### [THE PROBLEM]
Only the lines from the one containing "Query: orange and white bus" through the last line below should be written out, exactly and with both ends kept.

Image point grounding data

+ + + + +

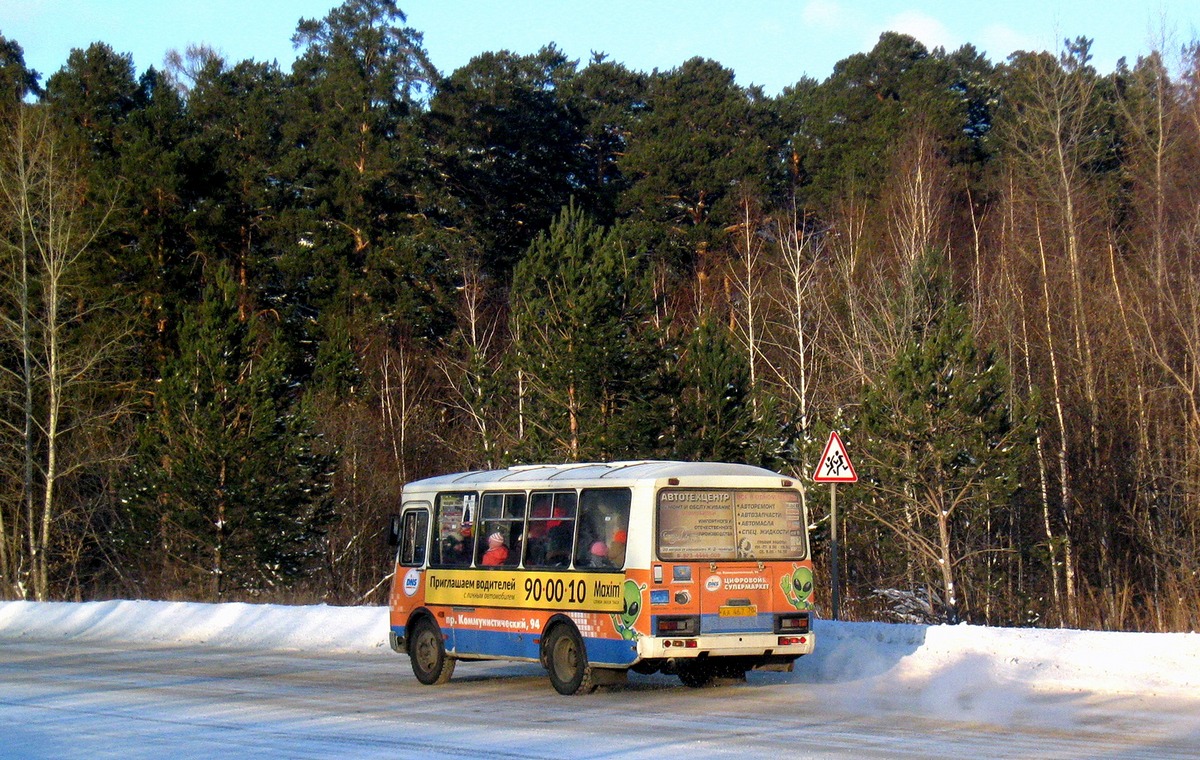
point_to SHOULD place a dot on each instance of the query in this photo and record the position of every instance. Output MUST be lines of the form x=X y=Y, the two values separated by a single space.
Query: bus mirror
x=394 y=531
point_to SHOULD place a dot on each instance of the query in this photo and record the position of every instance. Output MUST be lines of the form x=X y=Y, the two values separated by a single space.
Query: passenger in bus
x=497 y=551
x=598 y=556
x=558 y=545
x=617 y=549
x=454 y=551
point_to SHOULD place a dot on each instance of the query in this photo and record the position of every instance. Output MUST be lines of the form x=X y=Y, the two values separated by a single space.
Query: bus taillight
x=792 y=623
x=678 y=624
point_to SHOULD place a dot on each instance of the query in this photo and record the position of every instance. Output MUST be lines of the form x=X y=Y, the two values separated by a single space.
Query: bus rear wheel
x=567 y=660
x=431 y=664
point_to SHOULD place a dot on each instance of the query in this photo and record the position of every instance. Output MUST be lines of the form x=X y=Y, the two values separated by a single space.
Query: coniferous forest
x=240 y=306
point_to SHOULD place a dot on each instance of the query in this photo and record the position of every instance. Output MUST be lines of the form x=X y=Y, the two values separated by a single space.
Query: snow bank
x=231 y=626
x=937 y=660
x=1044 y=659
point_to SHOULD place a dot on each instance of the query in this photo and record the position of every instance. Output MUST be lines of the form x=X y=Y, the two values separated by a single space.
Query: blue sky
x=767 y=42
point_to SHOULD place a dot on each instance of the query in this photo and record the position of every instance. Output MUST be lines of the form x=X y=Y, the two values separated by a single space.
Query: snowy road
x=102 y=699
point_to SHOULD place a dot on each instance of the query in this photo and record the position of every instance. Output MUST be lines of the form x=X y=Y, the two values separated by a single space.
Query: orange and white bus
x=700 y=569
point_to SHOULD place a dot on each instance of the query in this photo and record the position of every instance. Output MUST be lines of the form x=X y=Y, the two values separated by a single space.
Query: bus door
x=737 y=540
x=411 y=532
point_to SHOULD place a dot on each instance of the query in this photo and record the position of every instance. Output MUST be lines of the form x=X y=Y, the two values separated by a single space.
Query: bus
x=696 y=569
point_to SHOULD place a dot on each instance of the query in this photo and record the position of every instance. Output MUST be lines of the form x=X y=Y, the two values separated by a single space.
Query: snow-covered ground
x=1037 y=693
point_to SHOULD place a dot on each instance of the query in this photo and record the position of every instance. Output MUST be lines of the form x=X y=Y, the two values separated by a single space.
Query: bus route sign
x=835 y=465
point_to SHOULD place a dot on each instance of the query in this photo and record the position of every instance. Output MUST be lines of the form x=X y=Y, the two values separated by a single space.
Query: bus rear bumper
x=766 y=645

+ + + + +

### [TASK SOLUTION]
Query: orange and white bus
x=700 y=569
point_to SHOULD place a dot on each instance of the query in this photo and record the position of every instance. Output MUST be lines of the form x=X y=Y, the two values separated by a single space.
Query: bus door
x=737 y=540
x=411 y=532
point_to SHOULD place a dot on each instance of the query in this photo and record the position of every instance. Output MUST be lines of the form x=X y=Y, the two values separated by a single space.
Query: bus
x=696 y=569
point_to SHOULD place a dot on each instance of the query in this photo and record the position of every instance. Output MUST be lines of the form x=X y=Y, the two values separated by a single space.
Query: snow-covered ground
x=1037 y=693
point_to SHOULD place a dot on each instance of the query in this photo and record the position of every instance. Output MUST be lines of the form x=X y=Y, the two values separated by a single space.
Query: bus route sign
x=835 y=465
point_to SHOULD place a dot on each instance of the query in this photo and record the position of every instance. Output MUST be lines of the form x=X y=Y, the two values separated by a single space.
Query: bus rear bumper
x=766 y=645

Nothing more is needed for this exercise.